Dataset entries
========================================================================

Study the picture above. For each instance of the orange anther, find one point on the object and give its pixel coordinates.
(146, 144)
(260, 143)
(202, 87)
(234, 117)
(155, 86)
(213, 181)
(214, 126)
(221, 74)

========================================================================

**TASK TO CARRY OUT**
Each line of the data must be written out exactly as it appears.

**SOLUTION TO THE EXERCISE**
Study the picture above. For each instance of the orange anther, find one point on the object and give its pixel coordinates.
(146, 144)
(260, 143)
(202, 87)
(234, 117)
(155, 86)
(213, 181)
(214, 126)
(221, 74)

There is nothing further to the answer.